## REQUIREMENT
From the line that contains "indicate the white ceiling, one" through the last line of the data, copy everything exactly and nothing else, omitting the pictures.

----- SUPPLIED ENTRIES -----

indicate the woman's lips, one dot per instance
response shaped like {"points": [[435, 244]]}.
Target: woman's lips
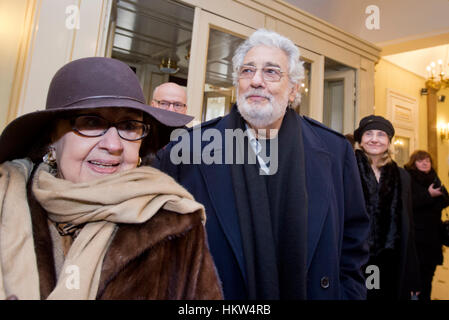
{"points": [[103, 167]]}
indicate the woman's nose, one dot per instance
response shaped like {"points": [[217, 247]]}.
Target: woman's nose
{"points": [[111, 141]]}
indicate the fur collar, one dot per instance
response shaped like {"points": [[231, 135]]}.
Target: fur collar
{"points": [[383, 203]]}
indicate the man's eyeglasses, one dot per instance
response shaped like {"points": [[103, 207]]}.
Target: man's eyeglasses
{"points": [[271, 74], [178, 106], [95, 126]]}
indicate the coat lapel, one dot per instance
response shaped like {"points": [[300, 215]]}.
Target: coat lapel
{"points": [[318, 185], [217, 178]]}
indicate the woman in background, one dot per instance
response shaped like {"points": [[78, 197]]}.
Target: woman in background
{"points": [[387, 195], [429, 199]]}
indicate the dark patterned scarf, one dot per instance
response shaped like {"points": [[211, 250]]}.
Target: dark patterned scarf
{"points": [[383, 204]]}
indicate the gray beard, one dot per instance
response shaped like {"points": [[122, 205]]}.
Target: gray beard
{"points": [[261, 116]]}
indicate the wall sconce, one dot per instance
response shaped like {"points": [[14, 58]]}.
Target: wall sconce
{"points": [[443, 130]]}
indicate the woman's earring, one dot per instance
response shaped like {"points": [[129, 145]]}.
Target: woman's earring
{"points": [[50, 157]]}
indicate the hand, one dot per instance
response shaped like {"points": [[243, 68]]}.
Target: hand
{"points": [[434, 192]]}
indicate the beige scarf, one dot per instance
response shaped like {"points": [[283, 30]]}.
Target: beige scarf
{"points": [[132, 196]]}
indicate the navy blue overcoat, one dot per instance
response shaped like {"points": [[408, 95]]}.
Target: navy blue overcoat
{"points": [[338, 224]]}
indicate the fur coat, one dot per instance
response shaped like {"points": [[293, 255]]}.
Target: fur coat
{"points": [[165, 258], [392, 244]]}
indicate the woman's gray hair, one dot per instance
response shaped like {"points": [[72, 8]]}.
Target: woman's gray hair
{"points": [[263, 37]]}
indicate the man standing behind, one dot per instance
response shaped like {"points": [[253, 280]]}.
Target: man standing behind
{"points": [[170, 96], [298, 231]]}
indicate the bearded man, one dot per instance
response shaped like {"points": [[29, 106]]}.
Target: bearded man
{"points": [[292, 224]]}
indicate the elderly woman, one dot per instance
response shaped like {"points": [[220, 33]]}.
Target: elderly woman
{"points": [[388, 202], [79, 218], [428, 201]]}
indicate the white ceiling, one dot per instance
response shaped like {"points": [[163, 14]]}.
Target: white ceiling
{"points": [[416, 61], [416, 31]]}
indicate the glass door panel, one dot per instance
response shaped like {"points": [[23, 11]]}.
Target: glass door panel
{"points": [[219, 91]]}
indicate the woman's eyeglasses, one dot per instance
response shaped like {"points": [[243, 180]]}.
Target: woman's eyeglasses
{"points": [[178, 106], [96, 126]]}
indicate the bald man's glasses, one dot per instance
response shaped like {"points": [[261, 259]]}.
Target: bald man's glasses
{"points": [[178, 106]]}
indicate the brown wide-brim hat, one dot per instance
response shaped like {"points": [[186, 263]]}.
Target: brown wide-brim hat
{"points": [[83, 84]]}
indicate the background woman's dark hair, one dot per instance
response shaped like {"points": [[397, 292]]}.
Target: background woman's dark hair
{"points": [[417, 155]]}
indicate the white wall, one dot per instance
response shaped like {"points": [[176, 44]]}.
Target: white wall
{"points": [[57, 40], [400, 20]]}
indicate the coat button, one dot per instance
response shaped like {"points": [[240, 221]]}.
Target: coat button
{"points": [[324, 282]]}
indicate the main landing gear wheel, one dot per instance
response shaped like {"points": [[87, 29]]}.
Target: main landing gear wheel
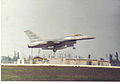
{"points": [[54, 50], [74, 48]]}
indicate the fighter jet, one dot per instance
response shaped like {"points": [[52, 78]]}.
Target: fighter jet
{"points": [[55, 44]]}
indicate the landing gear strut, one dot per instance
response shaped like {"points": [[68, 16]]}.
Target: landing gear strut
{"points": [[74, 48]]}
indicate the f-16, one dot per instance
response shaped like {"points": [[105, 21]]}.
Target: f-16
{"points": [[55, 44]]}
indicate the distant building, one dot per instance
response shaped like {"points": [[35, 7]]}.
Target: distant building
{"points": [[114, 62], [86, 62], [39, 60], [20, 61], [55, 60]]}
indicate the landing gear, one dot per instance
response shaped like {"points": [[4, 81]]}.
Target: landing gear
{"points": [[74, 48]]}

-----

## EXERCISE OUTPUT
indicate the white ceiling, one dot per instance
response shaped like {"points": [[163, 14]]}.
Target: white ceiling
{"points": [[416, 61], [416, 31]]}
indicate the glass door panel, one dot per instance
response shaped like {"points": [[23, 11]]}.
Target: glass door panel
{"points": [[219, 91]]}
indicate the woman's eyeglasses, one dot per instance
response shaped like {"points": [[243, 180]]}.
Target: woman's eyeglasses
{"points": [[178, 106], [96, 126]]}
indicate the bald man's glasses, one dot per instance
response shaped like {"points": [[261, 259]]}.
Target: bald man's glasses
{"points": [[178, 106]]}
indicate the brown wide-brim hat, one dot per instance
response shaped like {"points": [[186, 263]]}.
Target: brown wide-brim hat
{"points": [[83, 84]]}
indicate the background woman's dark hair, one dot per instance
response shaped like {"points": [[397, 292]]}.
Target: background woman's dark hair
{"points": [[417, 155]]}
indicate the white wall, one dot per instance
response shaped like {"points": [[176, 44]]}.
Target: white wall
{"points": [[57, 40], [400, 20]]}
indicate the coat button, one dot per instance
response shaped like {"points": [[240, 221]]}.
Target: coat button
{"points": [[324, 282]]}
indicate the main landing gear wheel, one dot per instance
response shaped like {"points": [[87, 29]]}.
Target: main landing gear wheel
{"points": [[54, 50], [74, 48]]}
indicate the fighter jet, one dot per instance
response shaped like {"points": [[52, 78]]}.
Target: fighter jet
{"points": [[55, 44]]}
indicate the landing gear strut, one dot per instance
response shaped like {"points": [[68, 16]]}.
Target: landing gear strut
{"points": [[74, 48]]}
indicate the f-16, one dot per instance
response shaped like {"points": [[105, 21]]}.
Target: f-16
{"points": [[55, 44]]}
indicate the distant building, one dot per instance
response shaped like {"points": [[35, 7]]}.
Target: distant building
{"points": [[114, 62], [86, 62], [39, 60], [20, 61], [55, 60]]}
indicate the landing gear, one dot per instance
response shaped like {"points": [[4, 81]]}.
Target: landing gear
{"points": [[74, 48]]}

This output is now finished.